____ EXTRACTED ENTRIES

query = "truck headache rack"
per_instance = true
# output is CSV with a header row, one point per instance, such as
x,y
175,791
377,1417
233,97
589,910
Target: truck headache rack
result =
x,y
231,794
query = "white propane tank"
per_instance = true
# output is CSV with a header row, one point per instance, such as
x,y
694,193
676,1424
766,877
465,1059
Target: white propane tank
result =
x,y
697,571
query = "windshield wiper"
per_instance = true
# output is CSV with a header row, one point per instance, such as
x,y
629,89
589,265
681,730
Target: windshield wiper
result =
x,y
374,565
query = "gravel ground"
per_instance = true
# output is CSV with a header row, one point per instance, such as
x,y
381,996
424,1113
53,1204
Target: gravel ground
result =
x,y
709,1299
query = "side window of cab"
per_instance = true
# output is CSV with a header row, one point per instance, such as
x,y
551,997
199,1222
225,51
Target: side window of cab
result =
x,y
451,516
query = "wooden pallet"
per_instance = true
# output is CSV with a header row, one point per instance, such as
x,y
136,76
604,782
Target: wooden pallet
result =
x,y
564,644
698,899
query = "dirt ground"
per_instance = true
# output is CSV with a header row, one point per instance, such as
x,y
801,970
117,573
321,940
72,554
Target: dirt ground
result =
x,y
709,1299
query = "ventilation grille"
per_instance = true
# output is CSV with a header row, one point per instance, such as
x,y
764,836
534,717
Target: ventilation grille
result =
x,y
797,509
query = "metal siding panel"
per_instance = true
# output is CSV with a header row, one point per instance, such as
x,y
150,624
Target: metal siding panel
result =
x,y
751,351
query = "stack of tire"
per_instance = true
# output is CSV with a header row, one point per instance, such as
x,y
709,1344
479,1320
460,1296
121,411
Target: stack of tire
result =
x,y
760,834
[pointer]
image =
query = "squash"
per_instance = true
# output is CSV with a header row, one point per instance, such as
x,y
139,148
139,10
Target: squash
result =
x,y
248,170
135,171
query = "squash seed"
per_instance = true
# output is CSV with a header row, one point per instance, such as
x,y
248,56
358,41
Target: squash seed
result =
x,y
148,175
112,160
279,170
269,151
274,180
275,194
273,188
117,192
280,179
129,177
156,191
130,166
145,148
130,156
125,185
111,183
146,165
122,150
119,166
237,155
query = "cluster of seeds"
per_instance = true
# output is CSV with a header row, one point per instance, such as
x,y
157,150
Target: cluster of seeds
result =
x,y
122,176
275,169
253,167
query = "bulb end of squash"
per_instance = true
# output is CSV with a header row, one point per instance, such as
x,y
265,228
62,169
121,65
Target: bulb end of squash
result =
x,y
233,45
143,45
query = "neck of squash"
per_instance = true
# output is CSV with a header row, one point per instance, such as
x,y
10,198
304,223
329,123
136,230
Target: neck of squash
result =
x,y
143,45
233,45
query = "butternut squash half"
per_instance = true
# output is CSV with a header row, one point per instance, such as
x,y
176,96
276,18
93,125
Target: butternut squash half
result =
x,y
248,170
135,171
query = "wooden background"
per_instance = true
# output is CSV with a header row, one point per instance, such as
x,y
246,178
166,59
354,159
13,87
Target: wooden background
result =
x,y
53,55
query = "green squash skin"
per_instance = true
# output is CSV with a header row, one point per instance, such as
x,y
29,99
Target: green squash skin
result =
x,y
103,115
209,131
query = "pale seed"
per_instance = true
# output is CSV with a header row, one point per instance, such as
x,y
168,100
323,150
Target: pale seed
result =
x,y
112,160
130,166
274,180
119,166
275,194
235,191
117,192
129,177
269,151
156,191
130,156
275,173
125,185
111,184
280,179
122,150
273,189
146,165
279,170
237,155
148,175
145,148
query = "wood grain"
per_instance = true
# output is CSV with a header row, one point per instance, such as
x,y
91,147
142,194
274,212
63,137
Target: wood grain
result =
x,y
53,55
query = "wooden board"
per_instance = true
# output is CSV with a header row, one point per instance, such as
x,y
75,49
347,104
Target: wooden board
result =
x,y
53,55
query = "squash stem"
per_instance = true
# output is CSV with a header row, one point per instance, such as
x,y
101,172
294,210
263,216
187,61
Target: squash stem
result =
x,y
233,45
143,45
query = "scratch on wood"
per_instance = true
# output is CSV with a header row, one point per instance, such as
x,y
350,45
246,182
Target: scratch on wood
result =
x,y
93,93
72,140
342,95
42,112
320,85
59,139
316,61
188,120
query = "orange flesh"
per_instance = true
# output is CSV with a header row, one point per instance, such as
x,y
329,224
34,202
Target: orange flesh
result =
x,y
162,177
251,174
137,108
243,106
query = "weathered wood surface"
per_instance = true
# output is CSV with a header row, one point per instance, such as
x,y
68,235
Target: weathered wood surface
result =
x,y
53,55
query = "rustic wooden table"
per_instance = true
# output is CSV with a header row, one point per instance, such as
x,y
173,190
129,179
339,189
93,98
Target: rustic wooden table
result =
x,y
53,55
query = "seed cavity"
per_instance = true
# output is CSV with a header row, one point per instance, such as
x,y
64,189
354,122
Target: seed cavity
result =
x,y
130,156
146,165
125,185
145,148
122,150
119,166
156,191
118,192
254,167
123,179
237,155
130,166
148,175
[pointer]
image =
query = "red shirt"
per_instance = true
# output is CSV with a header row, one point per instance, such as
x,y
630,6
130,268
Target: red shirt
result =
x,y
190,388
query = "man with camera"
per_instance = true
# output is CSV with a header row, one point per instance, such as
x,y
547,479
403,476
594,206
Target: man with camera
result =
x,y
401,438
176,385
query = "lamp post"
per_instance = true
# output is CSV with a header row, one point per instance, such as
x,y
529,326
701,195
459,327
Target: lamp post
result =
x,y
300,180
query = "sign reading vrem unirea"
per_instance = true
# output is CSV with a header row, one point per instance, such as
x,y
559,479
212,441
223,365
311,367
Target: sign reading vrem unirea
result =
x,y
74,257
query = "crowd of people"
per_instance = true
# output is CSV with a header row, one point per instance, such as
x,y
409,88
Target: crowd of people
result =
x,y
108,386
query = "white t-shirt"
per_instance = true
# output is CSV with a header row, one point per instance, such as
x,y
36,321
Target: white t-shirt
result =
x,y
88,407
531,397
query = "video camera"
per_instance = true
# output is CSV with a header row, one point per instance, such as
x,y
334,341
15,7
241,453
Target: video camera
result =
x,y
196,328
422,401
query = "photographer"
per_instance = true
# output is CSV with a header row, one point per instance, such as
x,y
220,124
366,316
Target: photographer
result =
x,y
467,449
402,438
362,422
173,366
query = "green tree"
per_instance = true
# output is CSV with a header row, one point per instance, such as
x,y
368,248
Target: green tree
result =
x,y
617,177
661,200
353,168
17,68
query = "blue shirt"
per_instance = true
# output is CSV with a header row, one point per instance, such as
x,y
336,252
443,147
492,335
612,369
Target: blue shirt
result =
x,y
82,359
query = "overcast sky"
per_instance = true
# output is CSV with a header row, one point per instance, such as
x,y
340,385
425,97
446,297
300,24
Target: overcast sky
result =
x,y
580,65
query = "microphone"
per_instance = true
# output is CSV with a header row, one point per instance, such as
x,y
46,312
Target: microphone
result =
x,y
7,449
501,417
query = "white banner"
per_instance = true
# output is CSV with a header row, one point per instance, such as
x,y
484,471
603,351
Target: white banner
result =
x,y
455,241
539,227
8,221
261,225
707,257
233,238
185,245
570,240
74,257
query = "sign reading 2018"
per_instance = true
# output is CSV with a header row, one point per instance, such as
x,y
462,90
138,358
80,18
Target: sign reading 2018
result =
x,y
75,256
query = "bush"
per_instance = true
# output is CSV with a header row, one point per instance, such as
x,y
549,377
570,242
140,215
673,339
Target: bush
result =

________

* **TASK**:
Could you transcribe the records in full, exactly?

* **FINAL RESULT**:
query = "truck headache rack"
per_instance = true
# output is CSV with a header row, one point per instance, such as
x,y
175,791
377,1417
233,97
589,910
Target: truck headache rack
result =
x,y
231,794
query = "white propane tank"
per_instance = true
# output is CSV with a header row, one point per instance, such as
x,y
694,193
676,1424
766,877
465,1059
Target: white propane tank
result =
x,y
697,571
query = "windshield wiper"
per_instance = true
# output is CSV with a header row, one point per instance, such as
x,y
629,89
589,265
681,730
Target: windshield wiper
result =
x,y
374,565
query = "gravel ground"
per_instance = true
# output is CSV with a header row, one point per instance, such as
x,y
381,996
424,1113
53,1204
Target: gravel ground
result =
x,y
709,1299
query = "side window of cab"
per_instance = true
# output is CSV with a header row, one point per instance, such as
x,y
551,997
199,1222
225,51
Target: side window of cab
result =
x,y
451,516
query = "wooden pallet"
per_instance = true
# output is CSV with a header row, one point per instance, such as
x,y
136,76
604,782
Target: wooden pallet
result =
x,y
564,644
698,899
query = "dirt ground"
per_instance = true
# output is CSV with a header row, one point per instance, such as
x,y
801,970
117,573
321,940
72,554
Target: dirt ground
result =
x,y
709,1299
query = "ventilation grille"
per_instance = true
# output is CSV with a header row, one point per instance, such as
x,y
764,836
534,717
Target: ventilation grille
result =
x,y
797,509
query = "metal siding panel"
per_instance = true
# output is CSV with a header row, one point per instance, such as
x,y
150,624
Target: metal siding panel
result =
x,y
751,351
query = "stack of tire"
per_instance = true
# output is CSV with a header row, one point per instance, such as
x,y
709,1344
479,1320
460,1296
121,411
Target: stack of tire
result =
x,y
760,834
[pointer]
image =
query = "squash"
per_instance = true
# output is CSV with a header row, one point per instance, such as
x,y
139,148
139,10
Target: squash
result =
x,y
248,170
135,171
query = "squash seed"
per_instance = true
# output is CSV with a header row, one point per instance, such as
x,y
248,56
358,41
Target: squash seed
result =
x,y
148,175
112,160
279,170
269,151
274,180
275,194
273,188
117,192
280,179
129,177
156,191
130,166
145,148
130,156
125,185
111,183
146,165
122,150
119,166
237,155
query = "cluster of seeds"
per_instance = true
# output is CSV with a header row, one point per instance, such as
x,y
157,150
Target: cluster of seeds
result =
x,y
122,176
275,169
253,167
query = "bulb end of squash"
per_instance = true
# output is CSV with a header row, one point per instance, such as
x,y
265,228
62,169
121,65
Target: bulb end of squash
result =
x,y
233,45
143,45
query = "neck of squash"
per_instance = true
# output is CSV with a header row, one point per instance, such as
x,y
10,198
304,223
329,123
136,230
Target: neck of squash
result =
x,y
143,45
233,45
query = "butternut squash half"
per_instance = true
# output is CSV with a header row, one point per instance, such as
x,y
176,96
276,18
93,125
Target: butternut squash half
result =
x,y
248,170
135,171
query = "wooden background"
per_instance = true
# output is CSV with a header row, one point per instance, such as
x,y
246,178
166,59
354,159
13,87
Target: wooden background
result =
x,y
53,55
query = "green squash skin"
per_instance = true
# output is CSV with a header row, one point per instance, such as
x,y
29,99
Target: green squash skin
result =
x,y
103,115
209,131
query = "pale seed"
per_instance = true
# output is CSV with a header row, one point per instance, such as
x,y
168,100
323,150
Target: pale seed
result =
x,y
112,160
130,166
274,180
119,166
275,194
235,191
117,192
129,177
269,151
156,191
130,156
275,173
125,185
111,184
280,179
122,150
273,189
146,165
279,170
237,155
148,175
145,148
query = "wood grain"
per_instance = true
# output is CSV with a header row, one point per instance, such as
x,y
91,147
142,194
274,212
63,137
Target: wood grain
result =
x,y
53,55
query = "wooden board"
per_instance = true
# output is CSV with a header row, one point per instance, such as
x,y
75,49
347,104
Target: wooden board
result =
x,y
53,55
query = "squash stem"
per_instance = true
# output is CSV with a header row, one point per instance, such as
x,y
101,172
294,210
263,216
187,61
Target: squash stem
result =
x,y
233,45
143,45
query = "scratch on wood"
per_instance = true
# output is CSV with a header row, one point per instance, such as
x,y
350,45
246,182
Target: scratch on wood
result =
x,y
93,93
72,140
342,95
42,112
320,85
59,139
316,61
188,120
query = "orange flesh"
per_instance = true
# output is CSV with a header row, one point per instance, such as
x,y
329,224
34,202
Target: orange flesh
result =
x,y
162,177
251,174
137,108
243,106
query = "weathered wood surface"
per_instance = true
# output is CSV with a header row, one point per instance, such as
x,y
68,235
Target: weathered wood surface
result =
x,y
53,55
query = "rustic wooden table"
per_instance = true
# output is CSV with a header row, one point per instance, such as
x,y
173,190
129,179
339,189
93,98
Target: rustic wooden table
result =
x,y
53,55
query = "seed cavity"
per_instance = true
# output is CSV with a header row, one point per instance, such as
x,y
64,189
354,122
Target: seed cavity
result =
x,y
130,156
146,165
125,185
145,148
122,150
119,166
156,191
118,192
254,167
123,179
237,155
130,166
148,175
[pointer]
image =
query = "red shirt"
per_instance = true
# output is CSV with a header row, one point per instance, such as
x,y
630,6
130,268
Target: red shirt
result =
x,y
190,388
query = "man with camera"
per_instance = true
# output is CSV with a header row, one point per instance, such as
x,y
547,479
403,476
594,206
Target: man with camera
result =
x,y
401,438
176,385
query = "lamp post"
per_instance = true
# output is CSV with a header row, one point per instance, such as
x,y
529,326
701,195
459,327
Target: lamp post
result =
x,y
300,180
query = "sign reading vrem unirea"
per_instance = true
# output is CSV with a header row, one point per instance, such as
x,y
559,479
212,441
223,365
311,367
Target: sign reading vrem unirea
result =
x,y
74,257
query = "crowd of people"
per_instance = true
# output is CSV with a header row, one point per instance, such as
x,y
409,88
Target: crowd of people
result =
x,y
108,386
query = "white t-shirt"
per_instance = true
# output is CSV with a header row, one point per instance, such as
x,y
36,321
Target: white t-shirt
result =
x,y
88,407
531,397
query = "video camera"
per_instance = true
# output is CSV with a header row, one point per instance, such as
x,y
334,341
15,7
241,453
Target: video camera
result =
x,y
196,328
422,401
query = "photographer"
per_instance = true
# output is CSV with a header row, one point per instance, such as
x,y
220,124
366,316
Target: photographer
result =
x,y
467,449
402,438
362,422
173,366
query = "green tree"
per_instance = true
# output is CSV with a header row, one point per instance, such as
x,y
368,248
Target: green tree
result =
x,y
617,177
661,200
353,168
17,68
query = "blue shirt"
per_instance = true
# output is CSV with a header row, one point per instance, such as
x,y
336,252
443,147
492,335
612,369
Target: blue shirt
result =
x,y
82,359
query = "overcast sky"
per_instance = true
# output is CSV with a header row, one point per instance, such as
x,y
340,385
425,97
446,297
300,24
Target: overcast sky
result =
x,y
580,65
query = "microphone"
per_instance = true
# output is CSV with a header row, one point per instance, such as
x,y
46,312
Target: microphone
result =
x,y
7,449
501,417
query = "white banner"
per_instance = true
# output is CSV with a header row, one point per instance, such as
x,y
484,471
603,351
Target: white banner
result =
x,y
455,241
539,227
8,221
261,225
707,257
233,238
185,245
570,240
74,257
query = "sign reading 2018"
per_instance = true
# output is CSV with a header row, one point per instance, such as
x,y
462,90
138,358
80,18
Target: sign reading 2018
result =
x,y
75,256
query = "bush"
per_instance = true
# output is CSV with a header row, one point per instance, such as
x,y
549,377
570,242
140,215
673,339
Target: bush
result =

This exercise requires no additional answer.